**Action item:** From the data below, return each line in which the string "ball" is found.

**Saved entries:**
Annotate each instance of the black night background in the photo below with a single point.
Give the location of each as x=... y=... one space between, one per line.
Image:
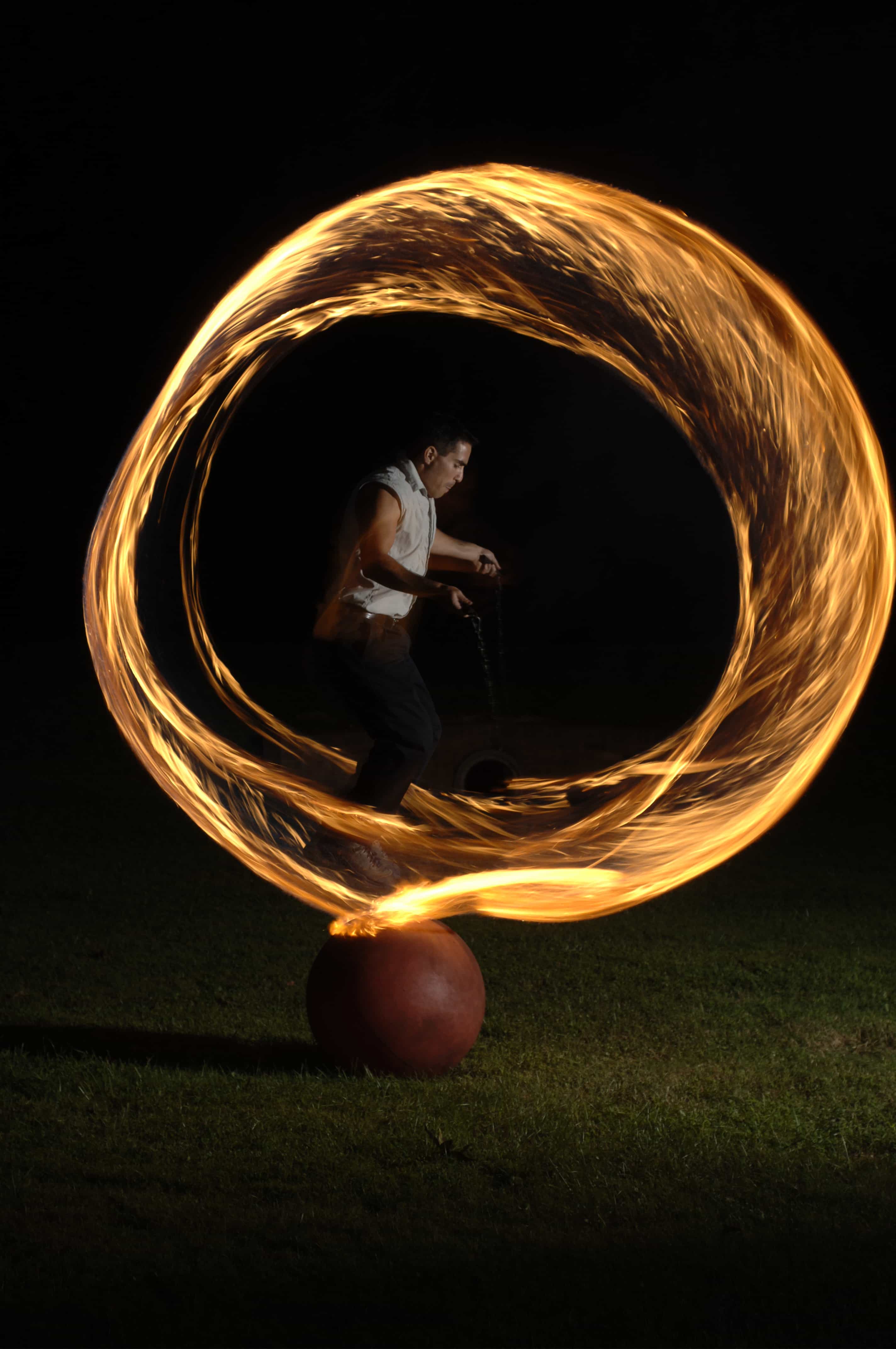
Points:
x=678 y=1126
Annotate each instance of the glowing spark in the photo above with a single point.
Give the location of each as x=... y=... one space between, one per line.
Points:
x=725 y=353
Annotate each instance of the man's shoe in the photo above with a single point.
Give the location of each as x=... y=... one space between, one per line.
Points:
x=366 y=861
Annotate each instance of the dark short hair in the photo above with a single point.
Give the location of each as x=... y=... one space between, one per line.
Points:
x=443 y=431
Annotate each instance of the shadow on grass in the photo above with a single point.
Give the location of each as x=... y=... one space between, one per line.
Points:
x=127 y=1045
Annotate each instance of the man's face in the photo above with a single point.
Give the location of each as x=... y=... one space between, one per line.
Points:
x=443 y=471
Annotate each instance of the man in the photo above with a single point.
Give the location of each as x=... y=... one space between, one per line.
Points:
x=360 y=647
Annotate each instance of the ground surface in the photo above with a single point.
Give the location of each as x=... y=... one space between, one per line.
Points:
x=678 y=1127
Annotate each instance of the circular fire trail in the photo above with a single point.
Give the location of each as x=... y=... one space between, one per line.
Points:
x=726 y=354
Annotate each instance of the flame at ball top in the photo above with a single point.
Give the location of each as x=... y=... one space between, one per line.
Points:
x=725 y=353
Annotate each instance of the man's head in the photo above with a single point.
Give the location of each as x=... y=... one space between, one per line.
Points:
x=442 y=454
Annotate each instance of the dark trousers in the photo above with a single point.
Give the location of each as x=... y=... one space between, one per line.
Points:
x=370 y=671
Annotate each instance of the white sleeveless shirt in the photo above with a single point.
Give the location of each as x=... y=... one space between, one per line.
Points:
x=413 y=543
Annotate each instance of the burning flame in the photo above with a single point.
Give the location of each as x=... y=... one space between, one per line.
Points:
x=726 y=354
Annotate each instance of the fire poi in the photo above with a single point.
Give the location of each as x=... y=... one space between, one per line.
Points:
x=726 y=354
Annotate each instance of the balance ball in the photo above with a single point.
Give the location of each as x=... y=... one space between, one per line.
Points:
x=408 y=1000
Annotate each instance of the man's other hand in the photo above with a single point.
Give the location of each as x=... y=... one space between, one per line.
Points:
x=484 y=560
x=455 y=598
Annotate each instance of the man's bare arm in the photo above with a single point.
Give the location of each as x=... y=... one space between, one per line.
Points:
x=378 y=514
x=454 y=555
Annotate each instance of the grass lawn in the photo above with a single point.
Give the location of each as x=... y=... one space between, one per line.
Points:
x=678 y=1127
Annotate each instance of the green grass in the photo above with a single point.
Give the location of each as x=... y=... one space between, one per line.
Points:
x=677 y=1128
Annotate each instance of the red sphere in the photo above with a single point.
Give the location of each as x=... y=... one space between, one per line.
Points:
x=409 y=1000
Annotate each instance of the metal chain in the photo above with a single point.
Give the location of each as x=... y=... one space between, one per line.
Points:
x=486 y=666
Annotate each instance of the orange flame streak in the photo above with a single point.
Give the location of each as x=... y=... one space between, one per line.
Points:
x=726 y=354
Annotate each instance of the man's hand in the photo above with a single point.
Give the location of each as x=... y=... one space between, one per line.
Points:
x=455 y=598
x=484 y=560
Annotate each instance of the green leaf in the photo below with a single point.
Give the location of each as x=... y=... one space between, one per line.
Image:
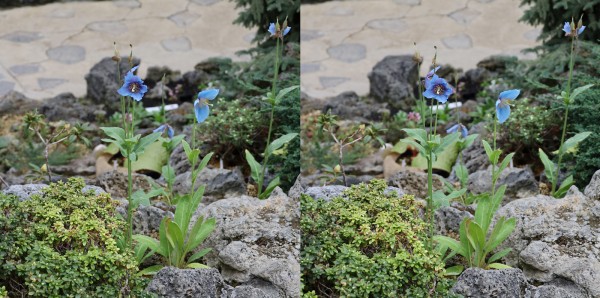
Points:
x=549 y=168
x=285 y=91
x=447 y=141
x=142 y=198
x=578 y=91
x=279 y=142
x=418 y=146
x=499 y=255
x=419 y=134
x=196 y=266
x=152 y=270
x=274 y=183
x=501 y=231
x=498 y=266
x=454 y=270
x=564 y=187
x=571 y=143
x=115 y=133
x=255 y=167
x=199 y=254
x=450 y=243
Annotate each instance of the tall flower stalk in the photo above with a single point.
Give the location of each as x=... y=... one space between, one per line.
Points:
x=258 y=171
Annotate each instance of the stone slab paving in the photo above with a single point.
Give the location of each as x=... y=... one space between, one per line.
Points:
x=342 y=40
x=46 y=50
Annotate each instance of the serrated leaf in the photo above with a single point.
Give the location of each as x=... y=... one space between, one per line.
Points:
x=279 y=142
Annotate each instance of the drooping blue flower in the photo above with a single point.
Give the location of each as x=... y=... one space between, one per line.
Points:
x=463 y=129
x=133 y=86
x=168 y=128
x=573 y=31
x=438 y=88
x=431 y=73
x=503 y=104
x=201 y=106
x=275 y=30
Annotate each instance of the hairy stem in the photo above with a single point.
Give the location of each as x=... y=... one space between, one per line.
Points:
x=562 y=138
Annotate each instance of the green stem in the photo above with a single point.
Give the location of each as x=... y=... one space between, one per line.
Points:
x=430 y=197
x=494 y=163
x=567 y=101
x=272 y=101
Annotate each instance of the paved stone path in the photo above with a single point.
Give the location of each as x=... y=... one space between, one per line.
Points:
x=343 y=40
x=46 y=50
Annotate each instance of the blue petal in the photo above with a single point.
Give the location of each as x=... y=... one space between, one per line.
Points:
x=272 y=29
x=286 y=30
x=160 y=129
x=170 y=132
x=428 y=93
x=464 y=131
x=452 y=129
x=567 y=28
x=209 y=94
x=201 y=111
x=502 y=111
x=509 y=94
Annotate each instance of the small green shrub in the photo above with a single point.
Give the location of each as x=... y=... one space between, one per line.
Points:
x=62 y=243
x=371 y=244
x=552 y=14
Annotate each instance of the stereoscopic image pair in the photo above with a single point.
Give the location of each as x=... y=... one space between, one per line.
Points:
x=287 y=148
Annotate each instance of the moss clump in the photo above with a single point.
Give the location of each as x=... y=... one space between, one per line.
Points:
x=62 y=243
x=368 y=244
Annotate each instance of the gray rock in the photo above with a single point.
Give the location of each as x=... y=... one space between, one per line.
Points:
x=448 y=218
x=414 y=183
x=102 y=85
x=111 y=27
x=49 y=83
x=6 y=87
x=177 y=44
x=393 y=80
x=115 y=183
x=67 y=54
x=329 y=82
x=479 y=283
x=592 y=190
x=67 y=108
x=348 y=52
x=459 y=41
x=183 y=18
x=219 y=183
x=520 y=183
x=23 y=69
x=256 y=239
x=15 y=103
x=25 y=191
x=22 y=36
x=556 y=240
x=326 y=193
x=176 y=283
x=394 y=25
x=348 y=106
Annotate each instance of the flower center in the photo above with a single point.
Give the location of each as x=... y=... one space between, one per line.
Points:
x=439 y=89
x=134 y=87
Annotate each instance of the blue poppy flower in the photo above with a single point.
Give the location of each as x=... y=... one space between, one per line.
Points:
x=437 y=88
x=201 y=106
x=573 y=32
x=503 y=104
x=431 y=73
x=275 y=30
x=133 y=86
x=463 y=129
x=168 y=128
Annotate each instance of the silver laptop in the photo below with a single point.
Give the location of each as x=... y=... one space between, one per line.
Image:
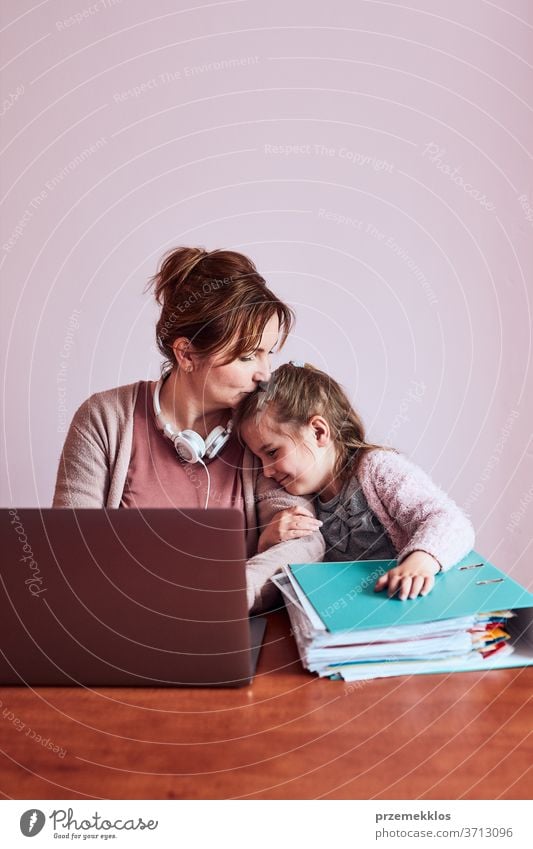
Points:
x=150 y=597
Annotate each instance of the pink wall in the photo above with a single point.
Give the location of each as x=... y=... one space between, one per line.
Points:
x=373 y=158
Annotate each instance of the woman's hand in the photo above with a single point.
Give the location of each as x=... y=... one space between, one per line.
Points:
x=414 y=576
x=293 y=523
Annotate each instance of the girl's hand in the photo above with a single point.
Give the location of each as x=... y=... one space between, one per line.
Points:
x=293 y=523
x=414 y=576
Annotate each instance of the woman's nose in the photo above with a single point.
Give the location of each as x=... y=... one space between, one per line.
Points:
x=263 y=372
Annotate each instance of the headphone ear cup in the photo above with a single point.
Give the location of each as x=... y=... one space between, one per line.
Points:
x=215 y=442
x=189 y=445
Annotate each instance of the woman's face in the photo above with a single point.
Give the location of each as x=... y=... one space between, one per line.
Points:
x=222 y=385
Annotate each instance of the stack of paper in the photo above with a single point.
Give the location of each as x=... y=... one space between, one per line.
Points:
x=476 y=617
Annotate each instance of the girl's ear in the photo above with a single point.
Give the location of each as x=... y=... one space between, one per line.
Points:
x=321 y=431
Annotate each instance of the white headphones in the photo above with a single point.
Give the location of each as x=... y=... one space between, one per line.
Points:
x=190 y=446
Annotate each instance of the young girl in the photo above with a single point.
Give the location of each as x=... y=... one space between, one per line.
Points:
x=371 y=502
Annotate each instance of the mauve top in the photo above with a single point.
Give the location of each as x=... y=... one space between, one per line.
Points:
x=157 y=477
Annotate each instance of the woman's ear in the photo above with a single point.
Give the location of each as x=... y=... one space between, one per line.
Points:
x=182 y=352
x=321 y=431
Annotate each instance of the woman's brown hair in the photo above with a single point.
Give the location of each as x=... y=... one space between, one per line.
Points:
x=294 y=394
x=217 y=300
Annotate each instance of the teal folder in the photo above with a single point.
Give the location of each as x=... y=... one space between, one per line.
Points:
x=343 y=594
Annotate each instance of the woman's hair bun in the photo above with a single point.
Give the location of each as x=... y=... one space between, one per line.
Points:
x=174 y=270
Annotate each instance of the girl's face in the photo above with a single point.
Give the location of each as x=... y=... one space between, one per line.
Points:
x=301 y=462
x=222 y=385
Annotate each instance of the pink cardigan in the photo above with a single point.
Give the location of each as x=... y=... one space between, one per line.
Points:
x=417 y=515
x=94 y=465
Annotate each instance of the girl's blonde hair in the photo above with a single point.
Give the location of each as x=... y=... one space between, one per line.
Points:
x=294 y=394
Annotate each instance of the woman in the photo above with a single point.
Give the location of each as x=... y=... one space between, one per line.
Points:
x=170 y=443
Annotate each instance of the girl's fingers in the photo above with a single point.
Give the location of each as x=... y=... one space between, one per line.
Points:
x=300 y=511
x=381 y=583
x=400 y=585
x=429 y=583
x=416 y=585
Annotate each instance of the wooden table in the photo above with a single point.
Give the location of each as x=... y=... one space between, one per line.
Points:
x=288 y=736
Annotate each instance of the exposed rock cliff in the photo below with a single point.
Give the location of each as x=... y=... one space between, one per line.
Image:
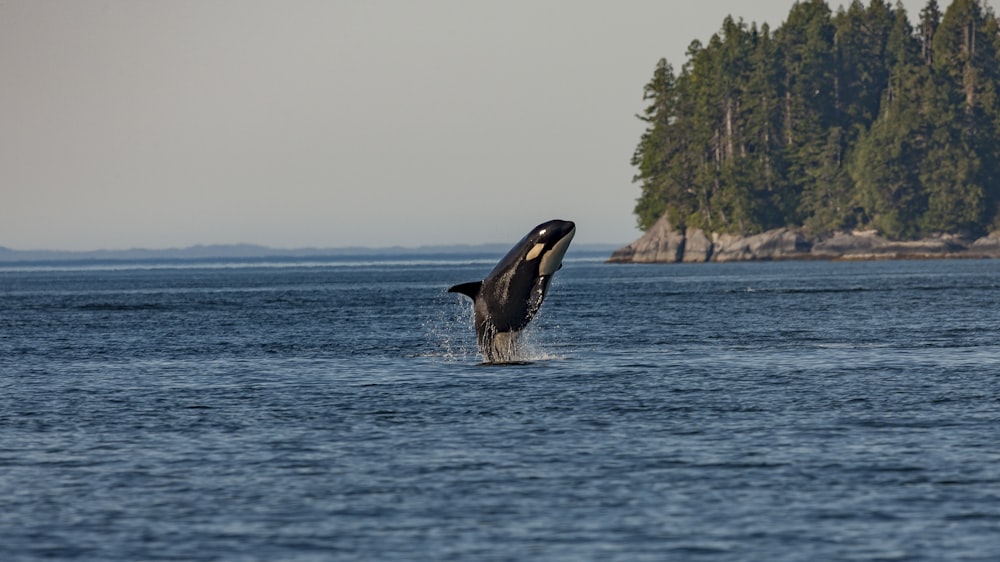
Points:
x=663 y=244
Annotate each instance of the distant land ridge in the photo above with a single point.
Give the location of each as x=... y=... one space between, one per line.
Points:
x=664 y=244
x=255 y=252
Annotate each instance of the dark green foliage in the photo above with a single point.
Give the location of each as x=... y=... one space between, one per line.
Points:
x=833 y=121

**Written solution:**
Annotate each instance of the flame at ball top in the photo above with a single point.
Annotate each instance of the balance ball in the photo above with a single point.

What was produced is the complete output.